Work to do – Convert every line of the items below into a numbered list, omitting blank lines and leaving out the pictures.

Record set –
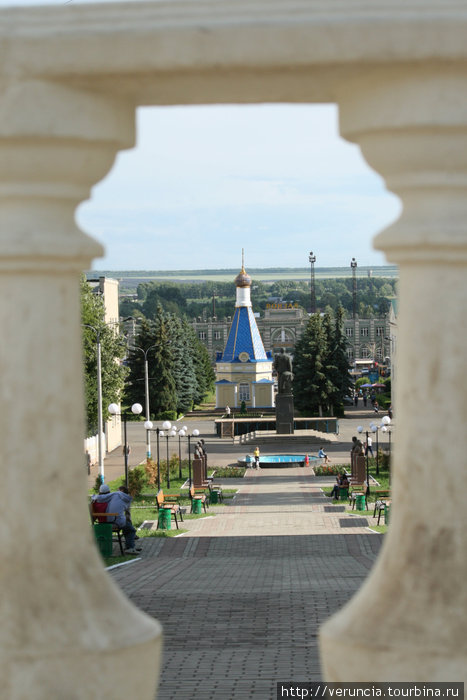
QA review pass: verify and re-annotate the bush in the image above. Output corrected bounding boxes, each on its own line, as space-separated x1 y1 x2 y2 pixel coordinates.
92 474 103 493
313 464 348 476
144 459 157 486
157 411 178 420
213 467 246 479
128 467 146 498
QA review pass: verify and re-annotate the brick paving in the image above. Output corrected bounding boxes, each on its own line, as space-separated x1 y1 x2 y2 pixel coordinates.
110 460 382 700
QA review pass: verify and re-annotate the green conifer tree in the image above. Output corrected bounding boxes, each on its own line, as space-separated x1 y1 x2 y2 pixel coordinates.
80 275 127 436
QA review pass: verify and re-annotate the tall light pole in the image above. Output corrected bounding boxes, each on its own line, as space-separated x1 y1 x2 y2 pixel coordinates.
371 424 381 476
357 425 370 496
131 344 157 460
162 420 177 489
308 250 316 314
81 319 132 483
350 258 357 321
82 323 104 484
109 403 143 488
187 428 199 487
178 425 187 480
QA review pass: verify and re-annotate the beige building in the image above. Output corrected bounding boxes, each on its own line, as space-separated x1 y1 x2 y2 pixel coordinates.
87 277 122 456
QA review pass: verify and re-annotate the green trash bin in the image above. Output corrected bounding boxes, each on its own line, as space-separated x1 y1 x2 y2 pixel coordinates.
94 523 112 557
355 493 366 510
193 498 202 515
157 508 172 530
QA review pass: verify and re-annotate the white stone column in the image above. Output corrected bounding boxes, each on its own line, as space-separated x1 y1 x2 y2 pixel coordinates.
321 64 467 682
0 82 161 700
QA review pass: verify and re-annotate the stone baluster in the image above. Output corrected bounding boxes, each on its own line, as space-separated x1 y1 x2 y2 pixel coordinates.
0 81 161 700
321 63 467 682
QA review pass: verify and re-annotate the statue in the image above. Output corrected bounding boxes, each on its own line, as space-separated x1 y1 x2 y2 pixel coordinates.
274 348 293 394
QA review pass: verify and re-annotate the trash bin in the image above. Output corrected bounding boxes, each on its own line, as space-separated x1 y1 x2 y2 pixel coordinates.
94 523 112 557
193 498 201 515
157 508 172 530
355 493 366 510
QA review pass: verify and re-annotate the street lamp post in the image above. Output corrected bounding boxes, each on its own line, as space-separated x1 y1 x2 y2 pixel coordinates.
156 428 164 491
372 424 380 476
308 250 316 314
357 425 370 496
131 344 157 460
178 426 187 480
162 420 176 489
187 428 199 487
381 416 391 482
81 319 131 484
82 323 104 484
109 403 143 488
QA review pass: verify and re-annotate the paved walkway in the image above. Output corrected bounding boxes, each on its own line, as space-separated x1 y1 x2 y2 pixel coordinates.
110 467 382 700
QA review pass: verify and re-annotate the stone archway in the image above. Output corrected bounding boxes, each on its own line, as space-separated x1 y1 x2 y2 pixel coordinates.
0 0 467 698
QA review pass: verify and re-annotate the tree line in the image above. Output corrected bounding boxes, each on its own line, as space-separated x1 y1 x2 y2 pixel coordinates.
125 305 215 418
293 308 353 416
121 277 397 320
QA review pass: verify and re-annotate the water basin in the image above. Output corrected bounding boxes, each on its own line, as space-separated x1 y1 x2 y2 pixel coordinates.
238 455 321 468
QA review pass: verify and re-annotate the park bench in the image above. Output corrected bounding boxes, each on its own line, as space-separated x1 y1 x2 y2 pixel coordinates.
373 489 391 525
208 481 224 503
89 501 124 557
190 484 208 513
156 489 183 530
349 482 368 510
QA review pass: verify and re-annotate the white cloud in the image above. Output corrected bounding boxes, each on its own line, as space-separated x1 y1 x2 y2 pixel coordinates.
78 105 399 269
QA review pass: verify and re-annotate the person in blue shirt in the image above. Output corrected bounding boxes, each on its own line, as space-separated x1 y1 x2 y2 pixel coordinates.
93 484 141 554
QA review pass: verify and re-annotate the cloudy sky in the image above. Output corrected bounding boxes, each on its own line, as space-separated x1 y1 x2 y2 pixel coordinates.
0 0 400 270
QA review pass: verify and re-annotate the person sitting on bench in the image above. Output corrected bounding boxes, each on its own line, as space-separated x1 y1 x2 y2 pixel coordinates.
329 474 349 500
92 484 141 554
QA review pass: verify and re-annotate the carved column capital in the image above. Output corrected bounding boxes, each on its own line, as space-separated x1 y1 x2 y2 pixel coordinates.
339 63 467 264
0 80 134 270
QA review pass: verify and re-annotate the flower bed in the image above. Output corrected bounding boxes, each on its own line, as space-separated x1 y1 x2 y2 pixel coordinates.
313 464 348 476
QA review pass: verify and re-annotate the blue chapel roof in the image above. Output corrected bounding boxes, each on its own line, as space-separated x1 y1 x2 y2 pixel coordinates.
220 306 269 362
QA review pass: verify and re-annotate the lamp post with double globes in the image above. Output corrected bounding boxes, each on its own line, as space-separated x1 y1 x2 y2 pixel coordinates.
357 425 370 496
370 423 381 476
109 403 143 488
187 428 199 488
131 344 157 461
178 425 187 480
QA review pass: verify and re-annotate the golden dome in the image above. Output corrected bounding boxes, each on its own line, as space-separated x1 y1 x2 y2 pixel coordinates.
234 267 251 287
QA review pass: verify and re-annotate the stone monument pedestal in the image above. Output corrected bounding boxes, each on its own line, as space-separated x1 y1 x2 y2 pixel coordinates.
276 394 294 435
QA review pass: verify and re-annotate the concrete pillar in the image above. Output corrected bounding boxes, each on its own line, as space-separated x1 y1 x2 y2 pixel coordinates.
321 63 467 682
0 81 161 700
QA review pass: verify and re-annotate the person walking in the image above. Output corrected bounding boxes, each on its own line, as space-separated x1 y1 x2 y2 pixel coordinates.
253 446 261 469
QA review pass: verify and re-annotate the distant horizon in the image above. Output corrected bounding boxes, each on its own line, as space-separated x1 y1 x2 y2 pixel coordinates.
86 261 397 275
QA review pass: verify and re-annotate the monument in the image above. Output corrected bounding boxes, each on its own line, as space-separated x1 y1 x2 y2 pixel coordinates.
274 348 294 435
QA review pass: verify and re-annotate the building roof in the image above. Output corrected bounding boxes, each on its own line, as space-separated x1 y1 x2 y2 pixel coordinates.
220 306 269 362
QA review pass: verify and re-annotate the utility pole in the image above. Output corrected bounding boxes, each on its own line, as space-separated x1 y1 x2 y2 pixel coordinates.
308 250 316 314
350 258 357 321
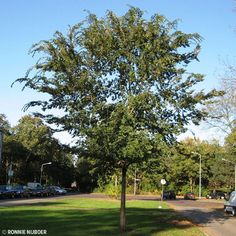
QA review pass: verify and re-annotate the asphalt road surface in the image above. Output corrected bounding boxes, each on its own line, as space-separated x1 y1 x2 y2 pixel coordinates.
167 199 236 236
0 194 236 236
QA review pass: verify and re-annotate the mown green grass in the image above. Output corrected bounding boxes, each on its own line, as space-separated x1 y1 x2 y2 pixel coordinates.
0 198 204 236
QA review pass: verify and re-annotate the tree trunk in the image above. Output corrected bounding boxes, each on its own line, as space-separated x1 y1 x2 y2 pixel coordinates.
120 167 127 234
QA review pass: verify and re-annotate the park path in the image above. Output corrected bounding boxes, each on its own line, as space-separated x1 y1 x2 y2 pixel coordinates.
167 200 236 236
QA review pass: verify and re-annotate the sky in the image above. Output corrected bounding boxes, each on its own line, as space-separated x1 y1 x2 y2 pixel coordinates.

Answer to this task –
1. QA review pass: verify and re-annotate the bush in the image above. Output corrected bounding boxes, each on its own line, as space-separated x1 y1 x2 y2 pixel coordinates.
2. 92 474 103 493
3. 313 464 348 476
4. 144 459 157 486
5. 157 411 178 420
6. 213 467 246 479
7. 128 467 146 498
8. QA review pass: verify and re-annotate the brick paving in the image above. Output corrected bounding boxes, each on its own line, as space-separated x1 y1 x2 y2 pixel coordinates.
9. 110 460 382 700
10. QA review pass: verify and re-annotate the green conifer tree in the image above. Output corrected bounding boxes, each on its own line, as space-separated x1 y1 x2 y2 pixel coordinates.
11. 80 275 127 436
12. QA review pass: verify and re-annotate the tall light pole in the image above. Output corrected bounding boxes, each on its own line, as space-separated x1 y1 x2 y2 pixel coordinates.
13. 371 424 381 476
14. 357 425 370 496
15. 131 344 157 460
16. 162 420 177 489
17. 308 250 316 314
18. 81 319 132 483
19. 350 258 357 321
20. 82 323 104 484
21. 109 403 143 488
22. 187 428 199 487
23. 178 425 187 480
24. QA review pass: verify and re-annotate the beige building in the image above. Output corrected bounding boxes, each on its own line, as space-separated x1 y1 x2 y2 pixel coordinates.
25. 87 277 122 456
26. QA review pass: verify and re-annotate the green trash bin in the image above. Output corrected bounding boxes, each on its own line, as space-separated x1 y1 x2 y2 pixel coordinates.
27. 94 523 112 557
28. 355 493 366 510
29. 193 498 202 515
30. 157 508 172 530
31. QA review pass: verify and re-annotate the white stone column in the image above. Output corrected bounding boxes, each on its own line, as space-separated x1 y1 x2 y2 pixel coordinates.
32. 321 64 467 682
33. 0 82 161 700
34. QA review pass: verify and re-annotate the stone baluster in the image above. Output corrected bounding boxes, each on its own line, as space-separated x1 y1 x2 y2 pixel coordinates.
35. 0 81 161 700
36. 321 63 467 682
37. QA review pass: verify and re-annotate the statue in the image above. Output corrected bounding boxes, each on its own line, as space-separated x1 y1 x2 y2 pixel coordinates.
38. 274 348 293 394
39. QA review pass: verify and re-annotate the trash bin in the image above. Output corrected bounding boxes, each on its own line, as space-separated x1 y1 x2 y2 pixel coordinates.
40. 94 523 112 557
41. 193 498 201 515
42. 157 508 172 530
43. 355 493 366 510
44. QA review pass: verify and re-annotate the street lamp post in the image above. Output corrected bounding boxes, each on its own line, as space-separated x1 y1 x2 y2 pixel coordinates.
45. 156 428 164 491
46. 372 424 380 476
47. 308 250 316 314
48. 357 425 370 496
49. 131 344 157 460
50. 178 426 187 480
51. 162 420 176 489
52. 187 428 199 487
53. 381 416 391 482
54. 81 319 131 484
55. 82 323 104 484
56. 109 403 143 488
57. QA review pass: verify and re-annotate the paved walkway in the image above. Output corrected bounding boxes, each on its own line, as space-separated x1 y1 x2 y2 pixel coordinates.
58. 110 467 382 700
59. QA review pass: verify and re-annotate the stone archway in the image above. Output corrected bounding boxes, each on its own line, as space-separated x1 y1 x2 y2 pixel coordinates.
60. 0 0 467 698
61. QA review pass: verify and re-annotate the tree line in the image above. Output corrected bounding boxes, each on its own line, as space-separated x1 y1 x2 y2 pixel coordinates.
62. 125 305 215 418
63. 293 308 353 416
64. 121 277 397 320
65. QA review pass: verify and re-annotate the water basin in the image above. Output corrected bounding boxes, each on its own line, as space-separated x1 y1 x2 y2 pixel coordinates.
66. 238 455 321 468
67. QA review pass: verify and re-annotate the park bench in the image above. Output corrected bounding boxes, each on its own line, as space-separated x1 y1 x2 y2 pixel coordinates.
68. 373 489 391 525
69. 208 481 224 503
70. 89 501 124 557
71. 190 484 208 513
72. 156 489 183 530
73. 349 482 368 510
74. QA review pass: verify and re-annotate the white cloud in the image above. Output corrected bounding boxes, each on its own line, as space-separated x1 y1 x2 y2 pixel coordinates.
75. 78 105 399 269
76. QA review pass: verify and re-annotate the person in blue shirt in the image above. Output corrected bounding boxes, each on its own line, as space-separated x1 y1 x2 y2 pixel coordinates.
77. 93 484 141 554
78. QA review pass: verify and re-annotate the cloudy sky in the image above. Output corrected bounding boxes, each on its own line, as space-separated x1 y1 x2 y2 pixel coordinates.
79. 0 0 400 270
80. QA review pass: verify and re-annotate the person sitting on bench in the image above. Output corrected bounding boxes, each on its own line, as space-separated x1 y1 x2 y2 pixel coordinates.
81. 329 474 349 500
82. 92 484 141 554
83. QA review pass: verify and re-annotate the carved column capital in the image above. Output corrected bounding boxes, each on its own line, as space-separated x1 y1 x2 y2 pixel coordinates.
84. 339 63 467 264
85. 0 80 134 270
86. QA review pass: verify and re-annotate the flower bed in the image above. Output corrected bounding boxes, each on its own line, as space-separated x1 y1 x2 y2 pixel coordinates.
87. 313 464 348 476
88. QA review pass: verify and re-annotate the blue chapel roof in the image above. Output corrected bounding boxes, each on its own line, as space-separated x1 y1 x2 y2 pixel coordinates.
89. 220 306 269 362
90. QA review pass: verify and re-annotate the lamp post with double globes in the image above. Output corrected bounding boxes, each on its own line, as space-separated x1 y1 x2 y2 pixel coordinates.
91. 357 425 370 496
92. 370 423 381 476
93. 109 403 143 488
94. 187 428 199 488
95. 131 344 157 461
96. 178 425 187 480
97. QA review pass: verify and re-annotate the golden dome in the image above. Output corrected bounding boxes, each on its own line, as space-separated x1 y1 x2 y2 pixel coordinates.
98. 234 267 251 287
99. QA review pass: verify and re-annotate the stone monument pedestal in the image above. Output corrected bounding boxes, each on its own line, as space-separated x1 y1 x2 y2 pixel coordinates.
100. 276 394 294 435
101. QA review pass: verify and re-annotate the concrete pillar in the image above. Output corrected bounding boxes, each on its own line, as space-separated x1 y1 x2 y2 pixel coordinates.
102. 321 63 467 682
103. 0 81 161 700
104. QA review pass: verify and re-annotate the person walking in the image above. Output corrected bounding boxes, each on its own line, as space-separated x1 y1 x2 y2 pixel coordinates.
105. 253 446 261 469
106. QA review pass: verify and re-annotate the distant horizon in the image above. Output corrected bounding boxes, each on its own line, as space-separated x1 y1 x2 y2 pixel coordinates.
107. 86 261 397 275
108. QA review pass: verify and re-annotate the monument in the image above. Output corrected bounding boxes, each on its own line, as space-separated x1 y1 x2 y2 pixel coordinates.
109. 274 348 294 435
110. QA review pass: verify and re-annotate the building roof in the image above. Output corrected bounding boxes, each on its own line, as space-separated x1 y1 x2 y2 pixel coordinates.
111. 220 306 269 362
112. QA review pass: verify and re-annotate the utility pole in the image above. Output corrected bounding boxes, each on its own line, as space-separated x1 y1 x2 y2 pixel coordinates.
113. 308 250 316 314
114. 350 258 357 321
115. QA review pass: verify and re-annotate the asphalt road surface in the image above. Output corrected bounding boxes, each on its own line, as space-separated x1 y1 x2 y2 pixel coordinates.
116. 167 199 236 236
117. 0 194 236 236
118. QA review pass: verify and re-annotate the mown green grass in the image above. Output corrected bounding boxes, each on its own line, as space-separated x1 y1 x2 y2 pixel coordinates.
119. 0 198 204 236
120. QA review pass: verify and re-annotate the tree trunk in the image above. Output corrected bounding boxes, each on its own line, as space-separated x1 y1 x2 y2 pixel coordinates.
121. 120 167 127 234
122. QA review pass: verify and re-annotate the park path in the image above. Output corrected bounding boxes, each on its own line, as space-separated x1 y1 x2 y2 pixel coordinates.
123. 167 200 236 236
124. QA review pass: verify and re-annotate the sky in the image above. Output corrected bounding boxes, each on its own line, as space-separated x1 y1 x2 y2 pixel coordinates.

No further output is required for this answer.